> **About this task**:
Start at the line in the entries below that contains "of the wire", stop at the line that contains "x=514 y=594", and output exactly the lines in that span, both ends included.

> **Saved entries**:
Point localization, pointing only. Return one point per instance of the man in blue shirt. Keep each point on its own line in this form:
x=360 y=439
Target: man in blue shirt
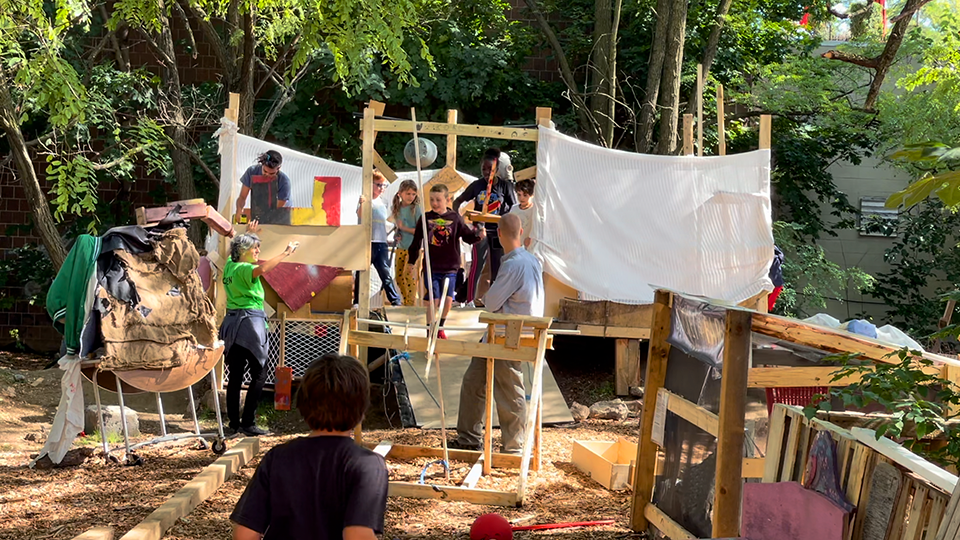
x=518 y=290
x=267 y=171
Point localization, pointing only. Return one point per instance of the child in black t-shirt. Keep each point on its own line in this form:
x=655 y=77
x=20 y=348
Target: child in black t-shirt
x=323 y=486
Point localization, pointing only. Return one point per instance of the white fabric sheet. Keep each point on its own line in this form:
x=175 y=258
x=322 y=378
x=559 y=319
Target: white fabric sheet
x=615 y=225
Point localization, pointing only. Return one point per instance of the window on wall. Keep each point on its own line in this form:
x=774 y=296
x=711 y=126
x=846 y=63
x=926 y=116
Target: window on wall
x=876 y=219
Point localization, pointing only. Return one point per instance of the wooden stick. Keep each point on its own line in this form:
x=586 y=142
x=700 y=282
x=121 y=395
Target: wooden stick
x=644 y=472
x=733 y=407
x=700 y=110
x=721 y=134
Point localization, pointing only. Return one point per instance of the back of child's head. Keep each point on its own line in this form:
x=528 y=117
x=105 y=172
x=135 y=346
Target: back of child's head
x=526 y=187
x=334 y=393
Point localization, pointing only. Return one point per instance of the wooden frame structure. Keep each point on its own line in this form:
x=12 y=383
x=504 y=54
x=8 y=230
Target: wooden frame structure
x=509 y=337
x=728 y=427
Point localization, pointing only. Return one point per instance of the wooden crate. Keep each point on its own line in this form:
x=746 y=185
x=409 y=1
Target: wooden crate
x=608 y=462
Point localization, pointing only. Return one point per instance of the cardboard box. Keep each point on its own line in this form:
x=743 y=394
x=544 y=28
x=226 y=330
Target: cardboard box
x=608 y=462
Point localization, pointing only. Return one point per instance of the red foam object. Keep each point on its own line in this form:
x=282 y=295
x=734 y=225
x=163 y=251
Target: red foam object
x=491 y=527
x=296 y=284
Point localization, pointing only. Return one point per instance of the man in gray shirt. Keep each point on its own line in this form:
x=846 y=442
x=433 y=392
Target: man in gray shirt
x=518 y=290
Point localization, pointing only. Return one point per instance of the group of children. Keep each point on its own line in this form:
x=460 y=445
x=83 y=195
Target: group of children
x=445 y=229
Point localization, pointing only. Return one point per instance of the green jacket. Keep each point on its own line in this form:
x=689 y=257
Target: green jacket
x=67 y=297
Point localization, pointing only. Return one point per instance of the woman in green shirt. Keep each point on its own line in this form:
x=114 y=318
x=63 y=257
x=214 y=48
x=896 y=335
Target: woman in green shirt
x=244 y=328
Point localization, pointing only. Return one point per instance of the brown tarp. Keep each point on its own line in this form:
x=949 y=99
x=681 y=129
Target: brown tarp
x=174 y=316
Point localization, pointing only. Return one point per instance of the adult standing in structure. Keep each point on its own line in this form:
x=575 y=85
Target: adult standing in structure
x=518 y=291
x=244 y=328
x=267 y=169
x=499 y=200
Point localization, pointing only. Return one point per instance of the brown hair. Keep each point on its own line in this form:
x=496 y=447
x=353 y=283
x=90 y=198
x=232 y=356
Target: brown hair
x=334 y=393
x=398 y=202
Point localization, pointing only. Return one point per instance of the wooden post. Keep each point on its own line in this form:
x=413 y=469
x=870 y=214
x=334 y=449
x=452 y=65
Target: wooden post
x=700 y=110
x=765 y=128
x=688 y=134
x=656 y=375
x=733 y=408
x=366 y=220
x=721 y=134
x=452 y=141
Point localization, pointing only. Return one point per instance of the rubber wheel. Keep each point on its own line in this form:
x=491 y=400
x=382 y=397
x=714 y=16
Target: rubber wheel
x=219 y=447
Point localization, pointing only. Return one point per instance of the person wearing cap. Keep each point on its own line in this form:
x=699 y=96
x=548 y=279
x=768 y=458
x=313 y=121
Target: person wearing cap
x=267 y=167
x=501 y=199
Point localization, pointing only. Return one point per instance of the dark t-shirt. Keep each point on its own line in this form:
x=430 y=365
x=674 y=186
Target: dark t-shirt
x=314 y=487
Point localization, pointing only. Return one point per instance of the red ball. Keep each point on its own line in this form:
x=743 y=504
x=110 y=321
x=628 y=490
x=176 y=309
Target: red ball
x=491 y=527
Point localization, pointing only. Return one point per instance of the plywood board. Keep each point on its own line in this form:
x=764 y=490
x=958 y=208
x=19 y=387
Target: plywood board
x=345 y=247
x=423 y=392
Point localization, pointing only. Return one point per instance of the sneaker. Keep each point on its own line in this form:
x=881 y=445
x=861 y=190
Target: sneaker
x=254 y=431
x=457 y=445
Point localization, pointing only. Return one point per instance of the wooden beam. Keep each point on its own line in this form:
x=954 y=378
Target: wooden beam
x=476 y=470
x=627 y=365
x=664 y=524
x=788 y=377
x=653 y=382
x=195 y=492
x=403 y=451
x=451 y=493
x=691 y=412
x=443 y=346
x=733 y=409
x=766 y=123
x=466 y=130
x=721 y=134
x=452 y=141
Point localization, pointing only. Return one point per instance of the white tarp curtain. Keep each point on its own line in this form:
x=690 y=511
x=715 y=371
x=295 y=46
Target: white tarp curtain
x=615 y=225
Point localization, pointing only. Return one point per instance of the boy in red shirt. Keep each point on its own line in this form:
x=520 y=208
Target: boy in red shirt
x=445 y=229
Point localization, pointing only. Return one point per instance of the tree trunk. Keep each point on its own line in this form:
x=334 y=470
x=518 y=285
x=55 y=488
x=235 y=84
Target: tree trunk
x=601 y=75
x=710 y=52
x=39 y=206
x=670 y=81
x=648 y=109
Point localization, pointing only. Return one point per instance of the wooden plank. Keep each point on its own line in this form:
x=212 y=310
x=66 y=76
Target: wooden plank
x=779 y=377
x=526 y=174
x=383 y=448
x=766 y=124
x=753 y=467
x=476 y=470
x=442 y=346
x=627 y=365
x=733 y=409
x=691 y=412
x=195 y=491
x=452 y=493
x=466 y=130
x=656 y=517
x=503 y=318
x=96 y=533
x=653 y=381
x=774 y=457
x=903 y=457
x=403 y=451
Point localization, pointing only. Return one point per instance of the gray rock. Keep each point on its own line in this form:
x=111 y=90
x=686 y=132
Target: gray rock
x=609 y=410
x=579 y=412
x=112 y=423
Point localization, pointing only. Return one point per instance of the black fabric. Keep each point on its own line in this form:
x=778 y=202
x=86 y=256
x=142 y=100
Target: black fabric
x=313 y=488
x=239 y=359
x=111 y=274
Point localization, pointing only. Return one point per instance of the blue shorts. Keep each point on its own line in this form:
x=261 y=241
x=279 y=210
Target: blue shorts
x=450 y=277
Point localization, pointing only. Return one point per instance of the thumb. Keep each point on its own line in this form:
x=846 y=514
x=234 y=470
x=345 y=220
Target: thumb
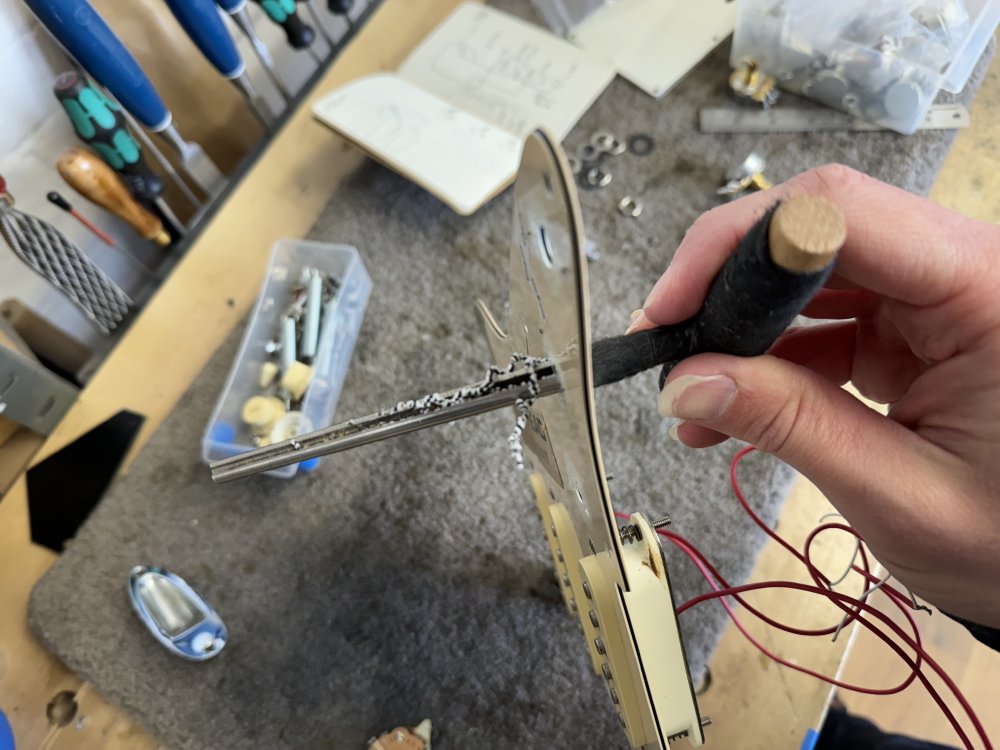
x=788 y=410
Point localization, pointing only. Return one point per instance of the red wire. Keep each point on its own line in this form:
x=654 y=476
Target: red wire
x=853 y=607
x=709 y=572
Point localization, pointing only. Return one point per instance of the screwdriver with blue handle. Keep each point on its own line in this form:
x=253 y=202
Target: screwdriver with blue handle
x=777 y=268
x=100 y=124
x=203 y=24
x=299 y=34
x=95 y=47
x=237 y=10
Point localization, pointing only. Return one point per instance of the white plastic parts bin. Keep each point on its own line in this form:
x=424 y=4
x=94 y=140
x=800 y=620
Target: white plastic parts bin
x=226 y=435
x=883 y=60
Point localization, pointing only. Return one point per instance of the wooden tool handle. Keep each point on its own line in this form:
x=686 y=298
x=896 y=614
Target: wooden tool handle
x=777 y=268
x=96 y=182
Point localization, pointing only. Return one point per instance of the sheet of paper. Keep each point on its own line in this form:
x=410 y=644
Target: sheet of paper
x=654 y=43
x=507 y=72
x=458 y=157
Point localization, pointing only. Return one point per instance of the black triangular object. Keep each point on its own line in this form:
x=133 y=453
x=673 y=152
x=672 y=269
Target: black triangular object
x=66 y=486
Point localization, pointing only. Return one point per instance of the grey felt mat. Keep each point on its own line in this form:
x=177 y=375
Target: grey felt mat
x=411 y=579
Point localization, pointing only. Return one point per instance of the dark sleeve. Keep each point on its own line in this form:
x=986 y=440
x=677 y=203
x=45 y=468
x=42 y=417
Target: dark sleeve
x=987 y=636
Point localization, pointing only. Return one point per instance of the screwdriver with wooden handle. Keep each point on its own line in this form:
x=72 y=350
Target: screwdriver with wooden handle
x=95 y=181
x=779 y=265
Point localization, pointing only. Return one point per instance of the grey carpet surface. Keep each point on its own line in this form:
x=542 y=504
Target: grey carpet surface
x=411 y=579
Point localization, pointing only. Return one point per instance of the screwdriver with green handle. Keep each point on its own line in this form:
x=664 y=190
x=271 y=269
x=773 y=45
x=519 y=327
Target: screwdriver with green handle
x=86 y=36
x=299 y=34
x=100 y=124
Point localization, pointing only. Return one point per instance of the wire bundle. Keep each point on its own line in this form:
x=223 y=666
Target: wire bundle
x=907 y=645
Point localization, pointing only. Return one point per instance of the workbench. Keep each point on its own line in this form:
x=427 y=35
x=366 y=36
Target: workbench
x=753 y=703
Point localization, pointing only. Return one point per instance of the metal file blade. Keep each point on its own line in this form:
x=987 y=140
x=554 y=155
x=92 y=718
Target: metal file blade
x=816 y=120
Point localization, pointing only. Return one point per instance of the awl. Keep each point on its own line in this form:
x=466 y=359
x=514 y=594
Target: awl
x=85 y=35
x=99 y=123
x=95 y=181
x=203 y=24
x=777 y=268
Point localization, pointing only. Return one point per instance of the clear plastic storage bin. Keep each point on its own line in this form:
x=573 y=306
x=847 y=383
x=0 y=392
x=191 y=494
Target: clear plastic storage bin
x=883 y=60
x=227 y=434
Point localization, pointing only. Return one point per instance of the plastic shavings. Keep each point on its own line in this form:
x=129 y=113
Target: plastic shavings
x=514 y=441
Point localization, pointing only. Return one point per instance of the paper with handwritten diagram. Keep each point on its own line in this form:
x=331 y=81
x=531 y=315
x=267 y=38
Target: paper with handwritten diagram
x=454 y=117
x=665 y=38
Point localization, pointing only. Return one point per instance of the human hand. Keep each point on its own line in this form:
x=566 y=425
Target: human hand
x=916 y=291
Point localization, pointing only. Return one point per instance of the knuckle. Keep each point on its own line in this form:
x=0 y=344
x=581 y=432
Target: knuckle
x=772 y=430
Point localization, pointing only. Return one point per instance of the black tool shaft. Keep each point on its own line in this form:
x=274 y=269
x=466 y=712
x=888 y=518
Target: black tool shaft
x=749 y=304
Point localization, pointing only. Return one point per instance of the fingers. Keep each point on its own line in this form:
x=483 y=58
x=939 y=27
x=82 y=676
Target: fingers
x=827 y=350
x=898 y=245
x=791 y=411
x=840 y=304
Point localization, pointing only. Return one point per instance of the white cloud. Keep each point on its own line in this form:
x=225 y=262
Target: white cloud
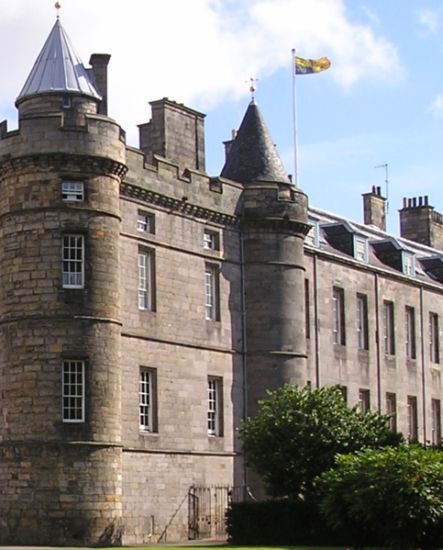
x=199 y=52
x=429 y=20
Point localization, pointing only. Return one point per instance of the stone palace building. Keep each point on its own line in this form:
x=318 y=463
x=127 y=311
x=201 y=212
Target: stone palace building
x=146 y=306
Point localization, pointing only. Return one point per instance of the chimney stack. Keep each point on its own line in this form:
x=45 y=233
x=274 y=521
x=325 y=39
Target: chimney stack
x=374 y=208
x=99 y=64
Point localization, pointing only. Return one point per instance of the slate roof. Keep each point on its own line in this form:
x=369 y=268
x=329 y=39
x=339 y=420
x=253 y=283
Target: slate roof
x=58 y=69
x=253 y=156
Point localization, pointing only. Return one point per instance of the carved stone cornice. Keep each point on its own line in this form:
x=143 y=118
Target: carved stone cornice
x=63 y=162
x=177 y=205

> **Answer space**:
Point localization, pointing only. Return one point per instance of the wire bundle. Keep each point on its own line in this form:
x=223 y=666
Target: wire bundle
x=907 y=645
Point localization, pointing only. Return one point per instance of the workbench. Keep each point on its own line in this form:
x=427 y=35
x=366 y=36
Target: workbench
x=753 y=703
Point localization, pointing only. Return one point per instance of the metal file blade. Keep each point on its own line in this form:
x=987 y=140
x=554 y=155
x=92 y=718
Target: metal file blade
x=816 y=120
Point localization, pointing only. Return one point per instance of the awl. Keep each point on its own line in this form:
x=466 y=359
x=514 y=594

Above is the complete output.